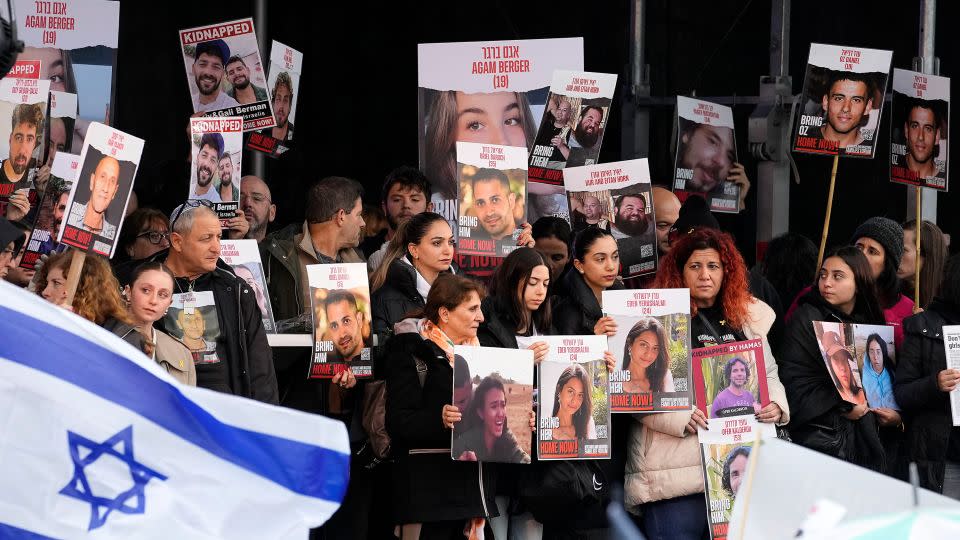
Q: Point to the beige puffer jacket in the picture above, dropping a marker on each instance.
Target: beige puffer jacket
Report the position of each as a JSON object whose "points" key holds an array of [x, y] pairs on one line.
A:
{"points": [[663, 461]]}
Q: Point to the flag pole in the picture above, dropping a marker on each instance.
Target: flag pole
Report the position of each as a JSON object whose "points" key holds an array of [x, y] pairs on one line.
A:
{"points": [[826, 218]]}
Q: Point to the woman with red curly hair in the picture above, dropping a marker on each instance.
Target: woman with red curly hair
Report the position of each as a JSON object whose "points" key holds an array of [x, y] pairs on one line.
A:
{"points": [[663, 468]]}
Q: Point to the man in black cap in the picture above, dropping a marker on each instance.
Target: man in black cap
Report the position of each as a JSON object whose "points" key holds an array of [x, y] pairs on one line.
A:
{"points": [[208, 63], [10, 241]]}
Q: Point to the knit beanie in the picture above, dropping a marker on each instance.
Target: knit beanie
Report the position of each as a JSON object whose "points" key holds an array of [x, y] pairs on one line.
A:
{"points": [[887, 232]]}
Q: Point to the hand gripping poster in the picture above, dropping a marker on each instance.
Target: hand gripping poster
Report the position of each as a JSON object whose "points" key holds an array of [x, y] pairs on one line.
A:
{"points": [[217, 144], [98, 201], [651, 348], [918, 134], [225, 73], [487, 92], [493, 185], [573, 417], [75, 42], [731, 387], [340, 304], [244, 257], [283, 82], [52, 210], [192, 319], [706, 152], [843, 93], [571, 131], [493, 388], [23, 114], [617, 197]]}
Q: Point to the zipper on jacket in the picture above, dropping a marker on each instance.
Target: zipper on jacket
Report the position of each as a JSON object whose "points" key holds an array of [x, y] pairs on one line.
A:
{"points": [[483, 497]]}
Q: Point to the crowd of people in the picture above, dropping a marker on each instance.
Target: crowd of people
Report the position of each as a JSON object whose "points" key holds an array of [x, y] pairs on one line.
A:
{"points": [[423, 304]]}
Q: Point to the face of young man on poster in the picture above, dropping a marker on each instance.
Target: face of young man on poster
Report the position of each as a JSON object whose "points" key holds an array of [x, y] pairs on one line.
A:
{"points": [[207, 73], [493, 204], [490, 118], [23, 141], [104, 183], [846, 104], [709, 152], [345, 326], [206, 164], [922, 137], [238, 75]]}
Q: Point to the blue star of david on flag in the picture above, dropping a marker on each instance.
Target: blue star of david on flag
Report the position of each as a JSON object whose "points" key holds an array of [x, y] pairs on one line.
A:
{"points": [[119, 446]]}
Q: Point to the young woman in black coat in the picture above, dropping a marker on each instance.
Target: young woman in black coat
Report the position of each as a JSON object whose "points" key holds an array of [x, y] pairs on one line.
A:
{"points": [[435, 496], [922, 386], [820, 418], [596, 267]]}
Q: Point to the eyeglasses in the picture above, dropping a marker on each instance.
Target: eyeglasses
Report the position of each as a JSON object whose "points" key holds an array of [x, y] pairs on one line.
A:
{"points": [[191, 203], [155, 237]]}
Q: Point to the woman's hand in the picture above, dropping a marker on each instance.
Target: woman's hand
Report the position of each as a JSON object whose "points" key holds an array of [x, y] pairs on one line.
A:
{"points": [[857, 412], [345, 379], [697, 418], [888, 417], [540, 351], [606, 326], [770, 414], [610, 361], [450, 416], [947, 379]]}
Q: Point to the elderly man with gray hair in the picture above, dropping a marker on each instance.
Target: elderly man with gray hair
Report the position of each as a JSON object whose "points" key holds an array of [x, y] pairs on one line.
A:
{"points": [[245, 362]]}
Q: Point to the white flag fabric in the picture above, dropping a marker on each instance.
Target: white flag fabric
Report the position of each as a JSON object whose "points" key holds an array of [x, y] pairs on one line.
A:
{"points": [[97, 441]]}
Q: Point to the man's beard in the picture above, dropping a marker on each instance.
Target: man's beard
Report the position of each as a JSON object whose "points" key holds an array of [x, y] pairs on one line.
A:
{"points": [[631, 228], [200, 181], [586, 140], [214, 88]]}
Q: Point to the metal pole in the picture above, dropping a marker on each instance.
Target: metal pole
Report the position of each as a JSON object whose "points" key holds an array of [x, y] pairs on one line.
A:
{"points": [[928, 64], [260, 21]]}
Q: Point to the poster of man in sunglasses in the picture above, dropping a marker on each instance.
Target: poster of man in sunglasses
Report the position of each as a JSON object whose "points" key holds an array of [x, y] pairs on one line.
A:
{"points": [[98, 200]]}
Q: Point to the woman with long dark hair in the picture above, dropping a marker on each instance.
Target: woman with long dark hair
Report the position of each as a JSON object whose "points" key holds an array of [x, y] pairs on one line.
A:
{"points": [[821, 418]]}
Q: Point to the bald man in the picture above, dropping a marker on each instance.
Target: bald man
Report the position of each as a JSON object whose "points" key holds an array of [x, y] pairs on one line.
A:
{"points": [[104, 183], [666, 207], [257, 205]]}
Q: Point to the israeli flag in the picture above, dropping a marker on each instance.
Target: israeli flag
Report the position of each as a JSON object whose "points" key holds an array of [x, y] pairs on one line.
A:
{"points": [[97, 441]]}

------------------------

▶ [WHAT IS EXPECTED]:
Produce the material above again in full, with identical lines and no pictures.

▶ [EXERCISE ANSWER]:
Q: Point to the beige puffer jacket in the picture above, dropping a marker on each instance.
Target: beige puffer jacket
Report the position of each as a JSON object whose "points" key holds an array of [x, y] pairs on one line.
A:
{"points": [[663, 461]]}
Q: Point to the flag pole in the picture above, dropping a marker on each instance.
Target: flag pole
Report the position of each as a JSON object whose "points" key holds an array of [x, y] pairs on one line.
A:
{"points": [[826, 218]]}
Q: Point to the woman with red curly hair in the picture above, dropping a marker on each instance.
Target: woman with red curly hair
Report the position of each as a JSON object whose "points" key holds an array of [x, y] pairs on one line.
A:
{"points": [[663, 468]]}
Q: Point to the man in black cap in the picture above, dropping a marker on each instance.
Target: man in black cap
Report the position of each as a JSON object whose "points" key holds an array of [x, y] pairs on one line.
A:
{"points": [[208, 63], [10, 241]]}
Q: Point to the knit beanie in the picture above, dropping a marker on each instance.
Target: knit beanie
Report the position of each as a JSON object whose "points" key holds an array of [x, y] pairs on one line.
A:
{"points": [[887, 232]]}
Q: Point to the hand gripping poster in the picture above, dropping a marker on each instance.
Target: hand gripping poster
Report the position of each as a JSON object whose "points" key holds an array of [x, y] pairs on one line.
A:
{"points": [[217, 144], [98, 201], [651, 348], [918, 134], [225, 73], [487, 92], [493, 185], [573, 417], [75, 42], [731, 387], [340, 304], [244, 257], [283, 82], [52, 210], [192, 319], [706, 152], [843, 93], [571, 131], [493, 388], [23, 114], [617, 197]]}
Q: Point to the zipper on jacket in the picture above, dropping a marker on each instance.
Target: zipper on jacket
Report the position of each as a JSON object whose "points" key holds an array of [x, y] pairs on one line.
A:
{"points": [[483, 497]]}
Q: Point to the crowd of people in the picture above, dropping a marker on each instance.
Target: crowd of people
Report the position of each as a JSON object whose "points" key holds an array of [x, y] pairs on one line.
A:
{"points": [[423, 304]]}
Q: Point to the face of young man on poster in the picture above, dropping a marker on each instance.
Target: face of young man on poster
Report the position of each as a JSON object whose "points" key holds an array of [x, y] pairs on one line.
A:
{"points": [[207, 73], [493, 204], [490, 118], [23, 141], [104, 183], [846, 104], [709, 152], [345, 326], [206, 164], [922, 137], [238, 75]]}
Q: Point to the blue star of david on flag in the picture above, dropping a marker on each instance.
Target: blue star of david on flag
Report the position of each as a JSON object whose "points" key holds an array of [x, y] pairs on one line.
A:
{"points": [[119, 446]]}
Q: Point to the young woman in black coat in the picture above, dropping a marker on each instance.
Target: young woman in black coat
Report the position of each as a JSON object whose "points" key holds an array of [x, y] pairs on one line.
A:
{"points": [[435, 496], [922, 386], [820, 418], [596, 267]]}
Q: Point to the eyeglasses in the picture above, dropping a marker on each instance.
Target: eyeglasses
Report the position of each as a JSON object whose "points" key holds an array of [x, y] pairs on one line.
A:
{"points": [[191, 203], [155, 237]]}
Q: Point to the woman's hand in the picture above, dropping a marker on each instance.
Target: woman's hand
Report the position of each as a JSON object whose "points" key holds an array of [x, y] pairs on one line.
A:
{"points": [[857, 412], [345, 379], [697, 418], [888, 417], [540, 351], [606, 326], [770, 414], [610, 361], [450, 416], [947, 379]]}
Q: Point to the elderly man with gray hair in the picture above, dropping a marker on each instance.
Target: elderly man with gray hair
Report the position of each as a JSON object whose "points" key holds an array of [x, y] pairs on one line.
A:
{"points": [[245, 362]]}
Q: Point to the white flag fabric in the picture above, dropping a marker on each instance.
Target: white flag fabric
Report the position of each as a JSON object whose "points" key holds an array of [x, y] pairs on one line.
A:
{"points": [[97, 441]]}
Q: Point to the man's beard in the picture above, dropping a marker on each instance.
Target: man's beard
Report the position of each as a JSON object whose "points" key holds an array of [x, y] pairs on one line.
A:
{"points": [[631, 228], [200, 181], [586, 140], [214, 88]]}
Q: Point to the metal pole in the picture above, dropping a marker on each instance.
Target: metal pole
Report the position of each as a JSON object whose "points" key holds an array of [x, y] pairs on one line.
A:
{"points": [[928, 64], [260, 21]]}
Q: Point to the poster of man in sunglasses in the picture above, dropping a marker on each instance.
Target: poster of man in sunglasses
Report the position of each as a JSON object whose "points" key holds an array of [x, y] pairs on one line.
A:
{"points": [[98, 200]]}
Q: Point to the woman with long dark hair in the picture above, dropping a marker on each instance.
Target: woman with long dark hair
Report the position of each as a JSON object whose "points" key holds an array of [x, y] pairs on one line.
A:
{"points": [[821, 418]]}
Q: Point to the bald man in the picture above, dropping a marker on each instance.
Target: bald man
Report the position of each as a JSON object whose "points" key holds an array of [x, y] pairs on one line.
A:
{"points": [[104, 183], [666, 207], [257, 205]]}
Q: Point to the israeli flag in the picture above, dropping a marker on each instance.
Target: israeli flag
Report the position of each as a JSON object whose "points" key holds an array of [x, y] pairs on one line.
A:
{"points": [[97, 441]]}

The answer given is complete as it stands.